◆ **REQUIRED WORK**
1) For the Argo CD mTLS article below, state whether each statement agrees with it, answering yes or no and quoting the words that decide it: (a) Standard TLS has the server verify the client's certificate. (b) Argo CD 3.5 removes the need to run service mesh sidecars. (c) In the cert-manager approach, certificate rotation was the main point of failure.
2) According to the Argo CD mTLS article below, which external service meshes did teams use to take over encryption before version 3.5?
3) Reproduce the passage of the Argo CD mTLS article below between "The pre-3.5 reality: how" and "a great implementation.", inclusive.

◆ **SOURCE EXCERPT**
Fix unsecured Argo CD communications

Securing communication between internal components is a long-awaited feature by the ArgoCD community. Historically, to ensure encrypted communication between the repo-server and its internal clients, such as argocd-server and argocd-application-controller, required operators to find solutions outside ArgoCD.

Argo CD 3.5 introduces native, first-class mutual TLS (mTLS) support. By embedding encryption and identity verification directly into its components, it eliminates the need for running service mesh sidecars, writing custom certificate-rotation scripts, or managing complex volume projections just to make sure traffic is secure between the ArgoCD components.

Why mTLS is one step ahead of one-way TLS

Standard TLS provides one-way authentication: the client verifies the identity of the server via a certificate, but the server accepts connections from any client inside the network boundary. So far so good!

Let’s take, however, the case of zero-trust architecture, where relying entirely on the network is an antipattern. If an attacker compromises a single pod within the cluster, they can potentially communicate with the repo-server without any authentication.

Mutual TLS (mTLS) addresses this by requiring both sides to authenticate before exchanging any data:

• The client verifies the repo-server certificate to ensure it is communicating with the legitimate repository management layer.
• The repo-server validates the client’s certificate against a trusted Certificate Authority (CA) to confirm that the incoming connection originates from an authorized Argo CD component.

What do you gain by using mTLS:

• First and most important, you stop assuming internal cluster traffic is safe. Every internal component that needs to “talk” to the repo-server must explicitly prove its identity.
• If your environment is regulated by compliance frameworks such as SOC 2, HIPAA, and PCI-DSS, then you are already covered. Native mTLS satisfies the security requirements without adding third-party dependencies.
• By issuing different certificates to different components, you can precisely log which service initiated a connection and establish a foundation for fine-grained access controls.
• Even if an attacker gains access to a pod, they can’t actually talk to the repo-server because they lack the required signed client certificate.

The pre-3.5 reality: how operators managed internal encryption

Before native support was introduced in version 3.5, achieving mTLS within an Argo CD deployment forced teams to choose between several complex architectural workarounds.

The service mesh approach

The most common pattern was transferring the encryption responsibility to an external service mesh like Istio or Linkerd. Teams would inject sidecar proxies into their Argo CD pods to intercept traffic and handle the TLS handshake transparently. This architecture was ok-ish. It worked, but if you ask operators, they would probably complain because they had to manage, upgrade, and debug an entirely separate control plane. On the other side, if secure communications is a hard-requirement, then this approach was a great implementation.

Manual cert-manager integration

Other teams used cert-manager to automatically provision certificates into Kubernetes Secrets, paired with custom Kustomize or Helm patches to manually map those secrets to specific paths inside the Argo deployments. The main point of failure here was certificate rotation. Coordinating pod restarts to ensure components picked up renewed certificates often required writing custom wrapper scripts or relying on auxiliary operators like Reloader, which added more moving pieces to the platform.

◆ **EXTRACTED MATERIAL**

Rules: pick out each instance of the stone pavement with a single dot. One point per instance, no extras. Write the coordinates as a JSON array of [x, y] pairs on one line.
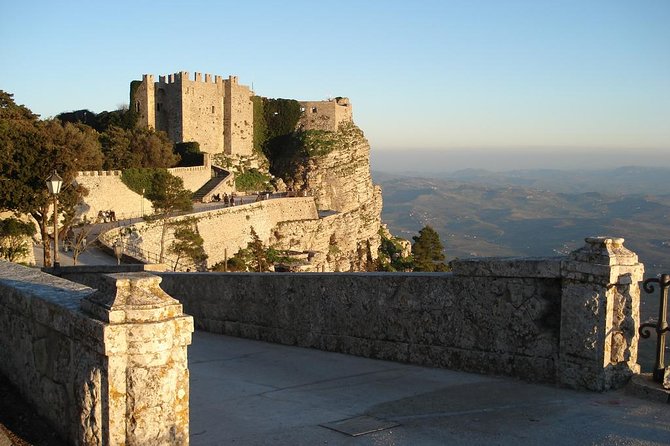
[[247, 392]]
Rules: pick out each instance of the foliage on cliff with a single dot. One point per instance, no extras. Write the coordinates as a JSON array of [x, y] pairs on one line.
[[255, 257], [138, 147], [30, 150], [275, 121], [390, 256], [428, 251], [303, 146], [168, 197], [14, 237], [251, 180], [188, 243]]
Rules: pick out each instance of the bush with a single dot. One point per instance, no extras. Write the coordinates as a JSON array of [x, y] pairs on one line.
[[139, 180], [251, 180]]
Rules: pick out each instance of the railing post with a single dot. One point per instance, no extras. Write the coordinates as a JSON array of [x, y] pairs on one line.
[[661, 373], [145, 391], [600, 313]]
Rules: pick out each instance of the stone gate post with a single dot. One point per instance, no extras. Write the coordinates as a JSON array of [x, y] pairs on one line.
[[599, 315], [145, 388]]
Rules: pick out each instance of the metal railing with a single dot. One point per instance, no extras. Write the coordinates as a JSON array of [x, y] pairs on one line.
[[660, 326]]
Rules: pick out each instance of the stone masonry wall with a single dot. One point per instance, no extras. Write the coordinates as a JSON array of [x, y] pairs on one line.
[[106, 367], [239, 118], [203, 113], [569, 320], [106, 192], [227, 230], [325, 115]]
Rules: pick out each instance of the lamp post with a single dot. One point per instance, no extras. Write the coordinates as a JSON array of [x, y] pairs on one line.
[[118, 250], [54, 183]]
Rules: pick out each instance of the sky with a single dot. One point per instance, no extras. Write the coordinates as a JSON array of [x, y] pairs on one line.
[[438, 84]]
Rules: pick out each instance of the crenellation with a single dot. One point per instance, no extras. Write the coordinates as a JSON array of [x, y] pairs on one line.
[[218, 115]]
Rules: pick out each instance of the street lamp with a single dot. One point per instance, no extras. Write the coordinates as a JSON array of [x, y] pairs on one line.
[[118, 250], [54, 183]]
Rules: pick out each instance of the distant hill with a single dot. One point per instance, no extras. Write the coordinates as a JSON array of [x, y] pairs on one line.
[[534, 212]]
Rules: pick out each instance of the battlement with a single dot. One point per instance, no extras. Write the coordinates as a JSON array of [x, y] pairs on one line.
[[325, 115], [185, 76], [98, 173]]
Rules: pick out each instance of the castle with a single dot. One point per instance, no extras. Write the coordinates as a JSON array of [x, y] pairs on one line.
[[218, 113]]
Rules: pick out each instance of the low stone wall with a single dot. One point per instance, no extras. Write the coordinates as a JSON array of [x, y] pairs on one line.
[[570, 320], [105, 367], [107, 192], [226, 230]]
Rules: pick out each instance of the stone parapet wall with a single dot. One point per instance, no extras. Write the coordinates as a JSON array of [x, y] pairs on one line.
[[226, 230], [107, 192], [104, 367], [559, 320]]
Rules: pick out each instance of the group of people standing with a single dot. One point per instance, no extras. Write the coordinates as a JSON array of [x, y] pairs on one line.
[[231, 200], [106, 216]]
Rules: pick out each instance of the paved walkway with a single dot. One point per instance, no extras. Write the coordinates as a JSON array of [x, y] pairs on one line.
[[253, 393]]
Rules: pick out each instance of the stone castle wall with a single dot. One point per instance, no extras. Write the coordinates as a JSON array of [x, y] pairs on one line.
[[226, 230], [338, 241], [239, 119], [107, 192], [106, 367], [571, 320], [215, 112], [325, 115]]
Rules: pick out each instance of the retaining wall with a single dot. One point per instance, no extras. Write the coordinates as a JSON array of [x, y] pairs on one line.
[[106, 367], [568, 320]]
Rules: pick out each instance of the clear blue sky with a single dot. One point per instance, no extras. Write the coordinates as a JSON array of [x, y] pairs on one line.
[[490, 75]]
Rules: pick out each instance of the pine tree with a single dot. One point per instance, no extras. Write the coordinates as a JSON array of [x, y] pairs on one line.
[[427, 251]]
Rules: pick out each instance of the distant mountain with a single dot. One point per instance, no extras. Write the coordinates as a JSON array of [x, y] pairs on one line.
[[534, 212], [622, 180]]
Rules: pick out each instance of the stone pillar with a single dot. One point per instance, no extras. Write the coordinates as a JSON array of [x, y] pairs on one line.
[[599, 315], [145, 390]]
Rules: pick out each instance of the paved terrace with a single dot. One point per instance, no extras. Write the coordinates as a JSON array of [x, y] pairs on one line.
[[246, 392]]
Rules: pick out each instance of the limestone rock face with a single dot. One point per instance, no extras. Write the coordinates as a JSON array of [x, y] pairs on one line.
[[339, 180], [346, 236]]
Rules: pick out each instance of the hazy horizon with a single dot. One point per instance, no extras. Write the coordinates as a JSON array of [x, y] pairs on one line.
[[443, 161], [439, 74]]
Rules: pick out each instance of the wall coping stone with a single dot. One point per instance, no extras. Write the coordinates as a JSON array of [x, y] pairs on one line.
[[538, 267]]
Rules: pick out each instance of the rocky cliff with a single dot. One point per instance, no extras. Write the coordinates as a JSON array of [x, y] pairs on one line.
[[333, 167]]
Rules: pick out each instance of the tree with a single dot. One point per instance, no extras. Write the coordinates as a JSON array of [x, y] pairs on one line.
[[255, 257], [29, 151], [188, 243], [13, 235], [427, 251], [79, 237], [139, 147], [390, 255], [168, 197]]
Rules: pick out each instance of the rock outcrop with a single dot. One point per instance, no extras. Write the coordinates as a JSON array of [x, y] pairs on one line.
[[334, 168]]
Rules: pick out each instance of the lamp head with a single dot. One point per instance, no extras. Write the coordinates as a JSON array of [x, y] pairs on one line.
[[54, 183]]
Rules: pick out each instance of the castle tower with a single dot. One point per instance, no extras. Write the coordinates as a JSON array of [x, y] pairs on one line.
[[142, 101], [239, 118], [218, 114]]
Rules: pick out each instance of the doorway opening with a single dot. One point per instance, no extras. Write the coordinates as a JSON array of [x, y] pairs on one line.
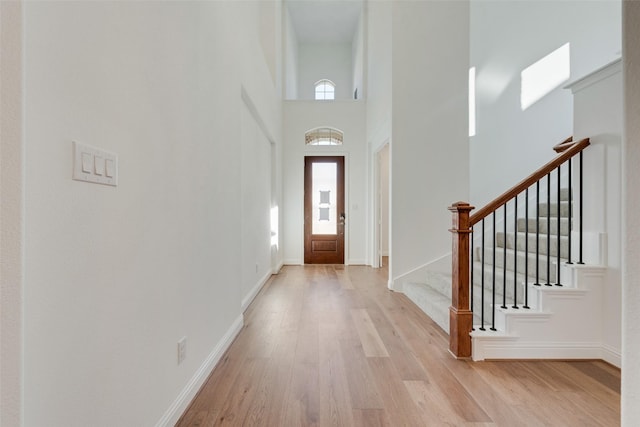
[[382, 232], [324, 213]]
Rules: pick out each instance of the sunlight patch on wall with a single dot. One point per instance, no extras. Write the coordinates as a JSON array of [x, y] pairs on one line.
[[472, 101], [540, 78], [274, 226]]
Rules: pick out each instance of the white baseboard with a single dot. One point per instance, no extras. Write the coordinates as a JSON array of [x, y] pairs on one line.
[[254, 291], [510, 348], [277, 269], [612, 355], [177, 408]]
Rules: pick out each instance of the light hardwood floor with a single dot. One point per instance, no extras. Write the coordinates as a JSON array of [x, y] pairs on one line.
[[332, 346]]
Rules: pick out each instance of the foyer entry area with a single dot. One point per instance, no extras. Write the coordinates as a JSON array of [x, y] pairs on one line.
[[331, 345]]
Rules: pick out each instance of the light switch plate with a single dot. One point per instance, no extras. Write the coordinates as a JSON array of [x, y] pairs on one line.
[[91, 164]]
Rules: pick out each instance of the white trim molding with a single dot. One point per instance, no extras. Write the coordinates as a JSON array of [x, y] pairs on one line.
[[177, 408]]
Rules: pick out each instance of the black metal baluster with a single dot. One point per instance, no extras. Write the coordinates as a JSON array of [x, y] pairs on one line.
[[472, 250], [580, 232], [570, 218], [493, 275], [515, 253], [504, 261], [537, 233], [482, 283], [558, 244], [526, 249], [548, 281]]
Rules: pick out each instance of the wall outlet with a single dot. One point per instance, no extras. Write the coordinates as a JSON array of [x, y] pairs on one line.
[[182, 349]]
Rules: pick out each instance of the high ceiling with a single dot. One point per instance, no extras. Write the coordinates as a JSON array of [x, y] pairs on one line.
[[325, 21]]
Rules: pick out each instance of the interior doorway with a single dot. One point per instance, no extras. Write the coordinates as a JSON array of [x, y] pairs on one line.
[[382, 211], [324, 213]]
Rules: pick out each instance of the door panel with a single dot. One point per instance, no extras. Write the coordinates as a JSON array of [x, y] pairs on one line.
[[324, 216]]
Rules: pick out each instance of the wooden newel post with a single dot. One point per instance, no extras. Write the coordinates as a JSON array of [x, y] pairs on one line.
[[460, 317]]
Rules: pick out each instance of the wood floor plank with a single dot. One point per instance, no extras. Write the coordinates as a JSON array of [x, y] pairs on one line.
[[370, 418], [369, 337], [362, 388], [331, 345]]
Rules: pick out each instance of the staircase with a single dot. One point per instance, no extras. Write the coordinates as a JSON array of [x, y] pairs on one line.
[[529, 301]]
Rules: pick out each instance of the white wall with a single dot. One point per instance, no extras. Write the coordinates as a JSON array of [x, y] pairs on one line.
[[349, 117], [11, 213], [114, 277], [358, 57], [384, 200], [290, 57], [598, 115], [325, 61], [255, 221], [507, 37], [378, 72], [429, 149], [631, 205]]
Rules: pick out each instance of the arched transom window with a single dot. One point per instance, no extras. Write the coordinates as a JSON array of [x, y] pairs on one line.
[[323, 136], [325, 89]]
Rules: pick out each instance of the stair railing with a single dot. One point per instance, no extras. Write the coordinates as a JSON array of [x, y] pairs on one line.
[[461, 310]]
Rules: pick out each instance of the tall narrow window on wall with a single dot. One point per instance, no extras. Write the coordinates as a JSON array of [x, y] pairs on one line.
[[323, 136], [325, 89]]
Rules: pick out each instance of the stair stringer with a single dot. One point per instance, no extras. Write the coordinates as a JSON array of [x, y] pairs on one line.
[[565, 324]]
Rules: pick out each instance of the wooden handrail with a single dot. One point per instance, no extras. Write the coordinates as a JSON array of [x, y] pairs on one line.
[[564, 145], [567, 153]]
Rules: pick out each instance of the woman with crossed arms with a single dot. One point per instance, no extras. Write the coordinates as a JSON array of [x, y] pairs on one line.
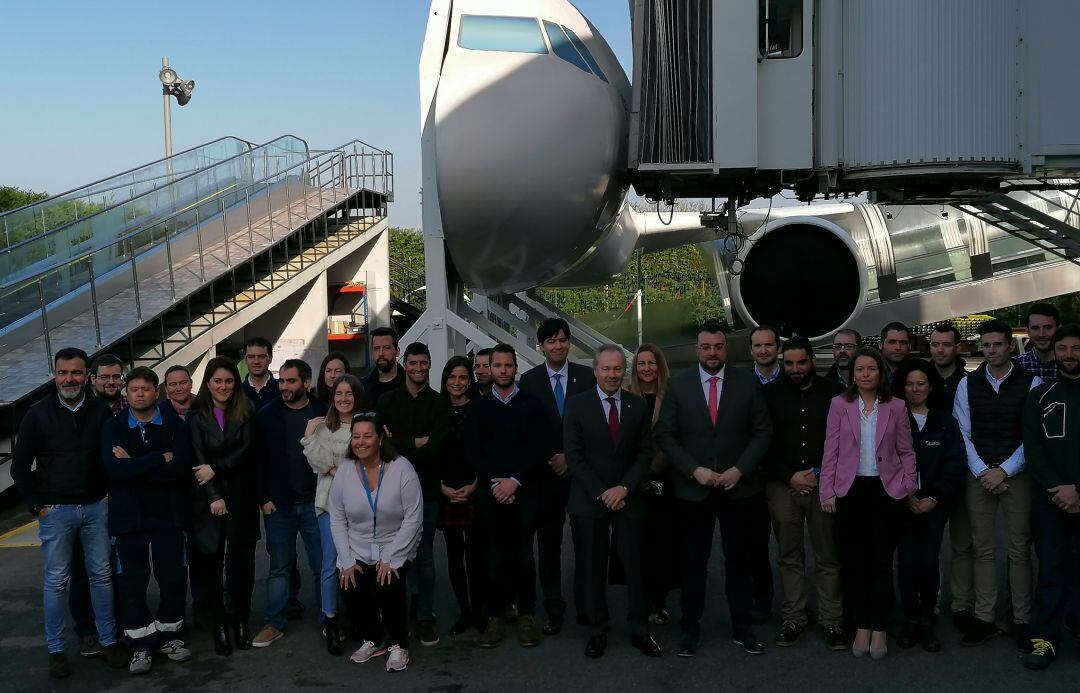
[[867, 474], [376, 518]]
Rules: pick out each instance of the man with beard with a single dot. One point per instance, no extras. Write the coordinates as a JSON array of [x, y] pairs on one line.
[[417, 419], [895, 347], [553, 382], [845, 344], [1051, 440], [287, 490], [107, 377], [147, 454], [798, 406], [178, 390], [714, 427], [1042, 322], [260, 385], [66, 490], [387, 375], [482, 369]]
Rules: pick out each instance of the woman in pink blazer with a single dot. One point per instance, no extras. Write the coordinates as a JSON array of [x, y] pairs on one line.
[[867, 472]]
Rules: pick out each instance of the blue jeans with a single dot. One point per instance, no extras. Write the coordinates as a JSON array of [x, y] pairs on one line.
[[426, 564], [58, 529], [328, 575], [282, 527]]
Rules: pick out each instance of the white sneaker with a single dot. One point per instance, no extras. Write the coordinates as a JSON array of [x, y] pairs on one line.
[[140, 663], [397, 660], [175, 651], [366, 651]]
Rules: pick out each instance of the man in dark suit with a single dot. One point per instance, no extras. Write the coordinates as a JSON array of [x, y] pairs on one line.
[[715, 429], [553, 382], [607, 442]]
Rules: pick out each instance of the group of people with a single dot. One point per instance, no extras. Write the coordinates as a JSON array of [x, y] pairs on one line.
[[874, 459]]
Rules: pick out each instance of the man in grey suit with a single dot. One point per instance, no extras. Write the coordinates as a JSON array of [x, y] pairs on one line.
[[607, 443], [715, 430]]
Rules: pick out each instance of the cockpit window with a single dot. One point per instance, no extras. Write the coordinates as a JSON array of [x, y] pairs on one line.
[[515, 35], [561, 44], [583, 51]]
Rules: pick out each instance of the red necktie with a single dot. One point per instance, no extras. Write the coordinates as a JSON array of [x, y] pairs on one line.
[[612, 419], [714, 398]]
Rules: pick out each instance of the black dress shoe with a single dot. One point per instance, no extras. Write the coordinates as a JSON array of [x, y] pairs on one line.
[[687, 646], [552, 627], [745, 639], [647, 644], [241, 637], [221, 643], [595, 647]]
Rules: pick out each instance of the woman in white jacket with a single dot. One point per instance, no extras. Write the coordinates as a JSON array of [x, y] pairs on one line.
[[376, 516], [325, 443]]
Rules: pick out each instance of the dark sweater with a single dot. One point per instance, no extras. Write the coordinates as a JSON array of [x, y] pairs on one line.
[[507, 440], [275, 450], [1052, 433], [146, 492], [799, 418], [66, 446], [408, 418]]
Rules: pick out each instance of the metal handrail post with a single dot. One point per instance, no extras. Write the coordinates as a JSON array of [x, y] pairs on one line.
[[202, 263], [44, 326], [138, 302], [225, 234], [93, 301], [169, 259]]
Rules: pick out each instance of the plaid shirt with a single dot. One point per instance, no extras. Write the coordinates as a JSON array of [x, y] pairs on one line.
[[1030, 362]]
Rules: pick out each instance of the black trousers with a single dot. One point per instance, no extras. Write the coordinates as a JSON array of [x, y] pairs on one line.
[[368, 599], [1056, 535], [738, 535], [869, 527], [138, 554], [509, 531], [551, 522], [464, 564], [919, 561], [593, 538], [764, 589], [235, 564]]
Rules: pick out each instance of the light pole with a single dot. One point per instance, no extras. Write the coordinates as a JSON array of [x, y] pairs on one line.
[[173, 85]]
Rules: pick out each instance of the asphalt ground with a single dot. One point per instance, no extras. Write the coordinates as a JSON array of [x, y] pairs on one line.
[[299, 660]]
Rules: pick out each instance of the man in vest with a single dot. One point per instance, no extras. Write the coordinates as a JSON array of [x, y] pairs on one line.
[[989, 405]]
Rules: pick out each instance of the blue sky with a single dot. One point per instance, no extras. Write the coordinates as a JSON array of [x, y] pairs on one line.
[[80, 97]]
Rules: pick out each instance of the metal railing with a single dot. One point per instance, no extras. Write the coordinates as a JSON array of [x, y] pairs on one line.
[[177, 244], [43, 216], [103, 227]]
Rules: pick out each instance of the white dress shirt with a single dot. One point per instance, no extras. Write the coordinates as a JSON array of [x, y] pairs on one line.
[[704, 381], [867, 443], [961, 411]]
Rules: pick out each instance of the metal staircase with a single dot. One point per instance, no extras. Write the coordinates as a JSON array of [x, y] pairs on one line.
[[1031, 219]]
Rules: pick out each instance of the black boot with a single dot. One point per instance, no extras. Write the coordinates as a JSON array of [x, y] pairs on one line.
[[333, 637], [241, 636], [221, 643]]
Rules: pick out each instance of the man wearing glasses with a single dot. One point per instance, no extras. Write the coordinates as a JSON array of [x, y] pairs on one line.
[[845, 344], [107, 377]]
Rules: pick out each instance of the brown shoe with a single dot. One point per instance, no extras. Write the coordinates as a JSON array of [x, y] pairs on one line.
[[528, 635], [58, 667], [493, 634], [116, 655], [267, 636]]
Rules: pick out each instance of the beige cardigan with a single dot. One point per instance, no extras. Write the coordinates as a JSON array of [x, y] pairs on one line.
[[325, 449]]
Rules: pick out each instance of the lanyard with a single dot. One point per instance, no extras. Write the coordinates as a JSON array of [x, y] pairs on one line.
[[374, 504]]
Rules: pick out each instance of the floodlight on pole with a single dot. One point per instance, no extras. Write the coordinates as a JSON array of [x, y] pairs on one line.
[[173, 85]]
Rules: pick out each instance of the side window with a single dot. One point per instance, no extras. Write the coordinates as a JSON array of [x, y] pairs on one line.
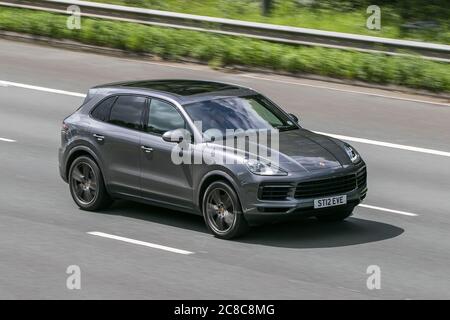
[[127, 111], [163, 117], [102, 110]]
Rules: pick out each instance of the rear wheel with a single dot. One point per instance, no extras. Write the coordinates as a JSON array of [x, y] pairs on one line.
[[86, 185], [338, 215], [222, 211]]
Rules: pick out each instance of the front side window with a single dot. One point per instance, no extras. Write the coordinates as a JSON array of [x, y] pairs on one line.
[[127, 112], [163, 117]]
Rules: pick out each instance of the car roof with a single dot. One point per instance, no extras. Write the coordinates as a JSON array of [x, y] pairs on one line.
[[183, 91]]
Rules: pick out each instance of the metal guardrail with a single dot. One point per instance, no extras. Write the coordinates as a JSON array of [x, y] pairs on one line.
[[270, 32]]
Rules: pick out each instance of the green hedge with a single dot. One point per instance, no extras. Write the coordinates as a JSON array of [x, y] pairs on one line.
[[172, 44]]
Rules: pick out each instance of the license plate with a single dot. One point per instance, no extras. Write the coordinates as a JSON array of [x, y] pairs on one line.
[[330, 202]]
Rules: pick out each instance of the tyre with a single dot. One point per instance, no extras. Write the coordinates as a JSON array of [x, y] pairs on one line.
[[86, 185], [222, 211], [335, 216]]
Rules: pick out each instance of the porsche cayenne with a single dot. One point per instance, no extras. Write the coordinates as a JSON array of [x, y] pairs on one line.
[[120, 144]]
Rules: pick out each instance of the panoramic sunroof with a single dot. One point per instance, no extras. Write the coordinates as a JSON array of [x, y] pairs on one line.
[[181, 87]]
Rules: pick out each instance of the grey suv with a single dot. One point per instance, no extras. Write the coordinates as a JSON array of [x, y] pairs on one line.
[[120, 144]]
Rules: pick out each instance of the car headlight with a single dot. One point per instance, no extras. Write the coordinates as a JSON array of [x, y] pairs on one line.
[[264, 168], [352, 154]]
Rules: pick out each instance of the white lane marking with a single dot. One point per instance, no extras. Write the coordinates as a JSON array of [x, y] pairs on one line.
[[387, 144], [7, 140], [410, 214], [361, 140], [141, 243], [347, 90], [27, 86]]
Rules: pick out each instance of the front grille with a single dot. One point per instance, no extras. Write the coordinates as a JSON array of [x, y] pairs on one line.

◆ **OUTPUTS IN ORDER**
1)
(a) No: "the server accepts connections from any client inside the network boundary"
(b) Yes: "it eliminates the need for running service mesh sidecars"
(c) Yes: "The main point of failure here was certificate rotation."

2) Istio and Linkerd.

3)
The pre-3.5 reality: how operators managed internal encryption

Before native support was introduced in version 3.5, achieving mTLS within an Argo CD deployment forced teams to choose between several complex architectural workarounds.

The service mesh approach

The most common pattern was transferring the encryption responsibility to an external service mesh like Istio or Linkerd. Teams would inject sidecar proxies into their Argo CD pods to intercept traffic and handle the TLS handshake transparently. This architecture was ok-ish. It worked, but if you ask operators, they would probably complain because they had to manage, upgrade, and debug an entirely separate control plane. On the other side, if secure communications is a hard-requirement, then this approach was a great implementation.